TEXT TO READ →
-- BEGIN --

Tuesday, June 7, 2011

Recipe: Homemade Olive Oil Margarine

If you're afraid of butter, use cream. – Julia Child

This photo was taken in 2009 I don't know where. 99¢!!
Must be good quality stuff... Photo: Peter Sunna, Flickr ccl
So I’m getting the hang of a lot of kitchen essentials that can save us money. Not only that, but also help introduce foodstuffs that are better for us to eat. I was pondering butter the other day (don’t ask why) and started to wonder why you couldn’t make your own margarine.

Lo and behold, you can! And quite easily at that. Except for the chilling of the oil, the entire process took 5 minutes—tops. Interestingly, looking into margarine made for a far more in-depth post than I was thinking at the outset, so bear with me. It's worth it.

As most of us know, margarine is a “butter substitute.” Sales have overtaken butter in most parts of the world. This is primarily due to the desire for more healthy eating habits through the reduction of "bad" fat consumption. But where did margarine come from?


1965. Photo: Roadsidepictures, Flickr ccl
A brief history of margarine
Margarine has a very interesting history. More interesting than you may imagine. For example did you know: 
  • In 1869 Emperor Louis Napoleon of France offered a prize for anyone being able to make a substitute for butter to be used by the army and working classes, which is its origin.
  • In Canada, margarine was banned from 1886 to 1948. Newfoundland found a niche market in making and smuggling it into the rest of Canada.
  • By the 1900s in the United States margarine was a regulated substance that had to be a distinctly different colour than butter, and citizens paid a hefty tax on its purchase. (Such was, and is, the power of the milk lobby.)
More can be read at http://en.wikipedia.org/wiki/Margarine

We all know that butter is supposed to be bad for you because it is high in saturated fat. OK, I agree that too much saturated fat in the diet is a bad thing. Saturated fat can be found in many food sources such as chicken, beef, pork, and of course butter. Believe it or not it is also present in many vegetable fats although usually in lesser quantity.

So you decide to ditch the butter for “healthier” margarine. Not so fast… keep reading. Here's where it gets weird.


Photo: Bernard Farrell, Flickr ccl
What exactly IS margarine?
Margarine is a semi-solid butter substitute made from vegetable oil, which on the face of it seems healthier than butter. Commercial margarine is made from hydrogenated vegetable oil. "So what?" you may say.

-- END --

ENTRIES SUPPLIED →
-- BEGIN --

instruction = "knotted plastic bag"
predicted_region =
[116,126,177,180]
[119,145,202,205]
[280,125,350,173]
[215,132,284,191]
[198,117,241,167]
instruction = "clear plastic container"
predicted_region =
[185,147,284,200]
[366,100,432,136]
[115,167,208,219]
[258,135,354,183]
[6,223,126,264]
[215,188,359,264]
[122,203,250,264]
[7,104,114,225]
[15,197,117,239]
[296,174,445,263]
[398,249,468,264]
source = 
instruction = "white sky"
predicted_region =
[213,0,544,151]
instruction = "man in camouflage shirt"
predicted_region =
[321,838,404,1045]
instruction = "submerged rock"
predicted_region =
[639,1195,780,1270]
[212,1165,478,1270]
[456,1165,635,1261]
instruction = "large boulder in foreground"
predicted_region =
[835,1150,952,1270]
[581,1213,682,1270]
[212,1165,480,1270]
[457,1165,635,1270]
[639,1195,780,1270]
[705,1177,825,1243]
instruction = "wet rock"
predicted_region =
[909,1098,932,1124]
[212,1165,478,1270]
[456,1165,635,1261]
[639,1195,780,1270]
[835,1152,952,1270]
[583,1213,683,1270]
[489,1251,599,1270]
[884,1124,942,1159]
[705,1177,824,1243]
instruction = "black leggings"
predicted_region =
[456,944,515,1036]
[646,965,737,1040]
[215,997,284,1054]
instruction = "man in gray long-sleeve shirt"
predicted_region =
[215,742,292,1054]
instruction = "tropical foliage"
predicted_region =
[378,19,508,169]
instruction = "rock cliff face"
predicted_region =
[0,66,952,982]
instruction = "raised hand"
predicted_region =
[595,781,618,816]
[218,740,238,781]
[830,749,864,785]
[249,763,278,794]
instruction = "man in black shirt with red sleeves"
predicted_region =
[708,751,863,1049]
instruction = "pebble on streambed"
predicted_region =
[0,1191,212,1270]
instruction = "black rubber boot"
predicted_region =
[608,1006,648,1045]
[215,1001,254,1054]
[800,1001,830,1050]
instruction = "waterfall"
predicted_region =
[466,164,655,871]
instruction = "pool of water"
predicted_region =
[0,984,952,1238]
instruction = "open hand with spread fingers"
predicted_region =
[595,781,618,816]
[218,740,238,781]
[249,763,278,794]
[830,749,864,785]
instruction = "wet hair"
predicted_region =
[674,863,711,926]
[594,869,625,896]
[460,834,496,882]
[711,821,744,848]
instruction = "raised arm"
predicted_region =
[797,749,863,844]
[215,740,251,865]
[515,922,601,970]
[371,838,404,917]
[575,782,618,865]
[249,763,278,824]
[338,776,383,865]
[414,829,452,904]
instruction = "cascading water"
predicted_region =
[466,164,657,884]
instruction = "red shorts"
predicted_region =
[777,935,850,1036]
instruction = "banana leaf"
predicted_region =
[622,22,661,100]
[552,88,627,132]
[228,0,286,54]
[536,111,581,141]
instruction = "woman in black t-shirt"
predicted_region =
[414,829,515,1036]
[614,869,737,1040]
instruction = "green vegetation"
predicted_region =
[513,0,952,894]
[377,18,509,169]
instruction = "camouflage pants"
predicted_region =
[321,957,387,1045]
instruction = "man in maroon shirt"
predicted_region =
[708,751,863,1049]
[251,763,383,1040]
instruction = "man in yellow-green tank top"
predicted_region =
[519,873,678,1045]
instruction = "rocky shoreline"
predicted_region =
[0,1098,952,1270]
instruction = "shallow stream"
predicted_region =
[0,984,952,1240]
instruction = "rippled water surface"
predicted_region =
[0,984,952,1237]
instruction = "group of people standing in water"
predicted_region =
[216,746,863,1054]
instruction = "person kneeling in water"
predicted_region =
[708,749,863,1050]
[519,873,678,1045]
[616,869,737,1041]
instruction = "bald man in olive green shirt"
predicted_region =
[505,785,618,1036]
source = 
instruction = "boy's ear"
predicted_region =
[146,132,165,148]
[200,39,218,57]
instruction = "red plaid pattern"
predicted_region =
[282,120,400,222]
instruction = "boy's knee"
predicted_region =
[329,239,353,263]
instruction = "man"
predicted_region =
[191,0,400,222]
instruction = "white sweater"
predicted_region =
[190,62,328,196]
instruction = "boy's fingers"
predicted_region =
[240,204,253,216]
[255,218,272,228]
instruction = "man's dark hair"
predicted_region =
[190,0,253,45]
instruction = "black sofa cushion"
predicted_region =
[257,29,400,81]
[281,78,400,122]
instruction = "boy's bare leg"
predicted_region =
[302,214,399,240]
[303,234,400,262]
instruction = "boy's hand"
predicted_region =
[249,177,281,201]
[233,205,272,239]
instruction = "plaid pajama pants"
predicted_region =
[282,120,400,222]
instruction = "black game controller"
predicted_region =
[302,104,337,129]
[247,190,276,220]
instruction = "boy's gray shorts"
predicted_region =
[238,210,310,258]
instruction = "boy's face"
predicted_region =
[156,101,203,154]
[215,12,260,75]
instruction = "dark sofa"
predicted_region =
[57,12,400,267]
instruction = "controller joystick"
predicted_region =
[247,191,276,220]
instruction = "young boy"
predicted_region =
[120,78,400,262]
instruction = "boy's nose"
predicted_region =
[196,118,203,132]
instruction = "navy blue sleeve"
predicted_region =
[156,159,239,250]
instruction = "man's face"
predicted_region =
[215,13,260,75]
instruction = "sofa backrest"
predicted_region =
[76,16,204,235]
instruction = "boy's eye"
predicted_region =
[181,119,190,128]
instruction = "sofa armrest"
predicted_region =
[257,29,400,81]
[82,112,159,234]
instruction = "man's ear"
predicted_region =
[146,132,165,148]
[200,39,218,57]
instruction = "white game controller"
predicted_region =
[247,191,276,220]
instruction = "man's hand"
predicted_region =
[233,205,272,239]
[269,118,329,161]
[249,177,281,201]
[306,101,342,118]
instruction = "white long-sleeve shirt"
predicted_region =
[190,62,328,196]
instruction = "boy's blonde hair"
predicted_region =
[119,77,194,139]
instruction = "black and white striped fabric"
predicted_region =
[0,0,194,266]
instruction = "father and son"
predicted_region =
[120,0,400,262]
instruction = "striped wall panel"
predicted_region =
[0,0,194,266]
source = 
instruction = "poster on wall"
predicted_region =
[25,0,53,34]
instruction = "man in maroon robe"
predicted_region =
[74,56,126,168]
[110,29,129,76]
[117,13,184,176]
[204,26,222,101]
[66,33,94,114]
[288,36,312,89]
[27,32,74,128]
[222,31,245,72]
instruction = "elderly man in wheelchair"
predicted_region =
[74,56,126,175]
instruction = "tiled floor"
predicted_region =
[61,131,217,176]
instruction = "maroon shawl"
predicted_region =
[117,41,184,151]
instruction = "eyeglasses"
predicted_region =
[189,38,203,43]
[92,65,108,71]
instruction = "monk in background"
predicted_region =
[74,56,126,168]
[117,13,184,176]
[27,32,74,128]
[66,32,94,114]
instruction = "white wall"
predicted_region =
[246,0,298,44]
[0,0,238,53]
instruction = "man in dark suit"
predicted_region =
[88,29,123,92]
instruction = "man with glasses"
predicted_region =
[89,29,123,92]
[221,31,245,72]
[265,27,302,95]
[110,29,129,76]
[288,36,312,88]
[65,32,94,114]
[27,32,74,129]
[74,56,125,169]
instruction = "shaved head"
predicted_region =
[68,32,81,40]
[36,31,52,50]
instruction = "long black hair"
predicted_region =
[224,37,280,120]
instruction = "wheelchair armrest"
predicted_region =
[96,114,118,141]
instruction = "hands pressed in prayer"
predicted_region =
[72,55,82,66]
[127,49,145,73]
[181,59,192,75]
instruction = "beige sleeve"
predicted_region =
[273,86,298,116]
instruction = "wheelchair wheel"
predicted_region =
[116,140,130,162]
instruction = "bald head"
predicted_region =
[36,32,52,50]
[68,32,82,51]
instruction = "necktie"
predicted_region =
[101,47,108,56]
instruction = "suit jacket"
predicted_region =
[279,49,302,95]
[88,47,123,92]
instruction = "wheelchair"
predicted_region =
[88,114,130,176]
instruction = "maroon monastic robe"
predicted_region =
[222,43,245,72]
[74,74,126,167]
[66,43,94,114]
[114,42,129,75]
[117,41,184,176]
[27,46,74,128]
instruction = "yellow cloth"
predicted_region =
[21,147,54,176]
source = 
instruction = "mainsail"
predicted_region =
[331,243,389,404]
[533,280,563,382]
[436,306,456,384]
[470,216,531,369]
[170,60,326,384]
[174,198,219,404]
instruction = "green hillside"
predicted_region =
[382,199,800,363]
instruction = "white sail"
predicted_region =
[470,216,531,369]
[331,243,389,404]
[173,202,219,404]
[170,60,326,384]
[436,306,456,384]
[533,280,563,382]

-- END --

TASK DESCRIPTION → According to the margarine post, why have margarine sales overtaken butter in most parts of the world? Answer in one to three sentences.

WRITTEN SOLUTION → Margarine sales have overtaken butter mainly because people want healthier eating habits and are trying to cut down on the "bad" fat they eat. Butter is thought to be bad for you because it is high in saturated fat, so many people switch to margarine as a butter substitute.